* START Provided records *

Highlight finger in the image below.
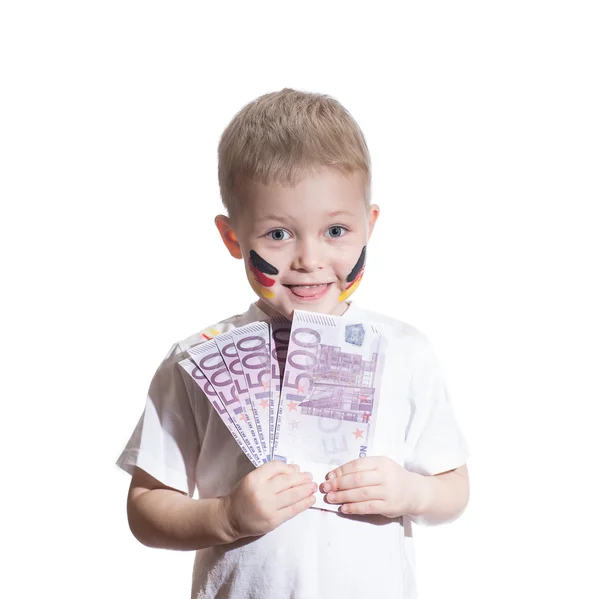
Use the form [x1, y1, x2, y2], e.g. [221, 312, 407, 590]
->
[277, 486, 317, 522]
[255, 460, 300, 480]
[321, 470, 381, 493]
[325, 458, 377, 480]
[325, 485, 383, 503]
[269, 472, 312, 494]
[340, 499, 385, 515]
[275, 482, 317, 510]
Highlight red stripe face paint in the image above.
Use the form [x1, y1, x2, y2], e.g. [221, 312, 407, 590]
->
[338, 245, 367, 302]
[248, 250, 279, 297]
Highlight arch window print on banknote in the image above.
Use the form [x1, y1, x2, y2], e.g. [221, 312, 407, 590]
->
[180, 310, 386, 510]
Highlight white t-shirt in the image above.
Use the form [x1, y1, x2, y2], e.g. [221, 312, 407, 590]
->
[117, 303, 468, 599]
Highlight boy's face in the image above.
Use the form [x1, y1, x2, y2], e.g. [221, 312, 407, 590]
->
[215, 168, 379, 318]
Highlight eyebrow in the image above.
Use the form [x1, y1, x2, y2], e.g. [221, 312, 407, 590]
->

* END Provided records *

Objective →
Rewrite all the rows above, swapping "Highlight" for "Mark" everywhere and keeping everything else the same. Leave the picture out.

Worked solution →
Mark finger in the image below.
Use the form [x1, y1, x2, y2], e.g. [221, 312, 407, 590]
->
[277, 486, 317, 522]
[255, 460, 300, 480]
[321, 470, 381, 493]
[325, 458, 377, 480]
[325, 485, 383, 503]
[269, 472, 312, 494]
[340, 499, 385, 515]
[275, 482, 317, 510]
Mark red stripe face paint in the image above.
Use the form [x1, y1, x2, y2], e.g. [221, 312, 407, 590]
->
[338, 245, 367, 302]
[248, 250, 279, 297]
Mark arch window print on banknote in the image above.
Use the form [x1, y1, x2, y2], e.g. [221, 312, 407, 590]
->
[180, 310, 386, 510]
Mark white t-shirt in the image above.
Use the form [x1, y1, x2, y2], e.g. [221, 312, 407, 590]
->
[117, 303, 468, 599]
Mark boy's face in the image above.
Use the form [x1, y1, x2, y2], e.g. [221, 312, 407, 590]
->
[215, 168, 379, 318]
Mark eyebrow in the image above.
Use the form [x1, y1, x2, y2], e.g. [221, 312, 407, 590]
->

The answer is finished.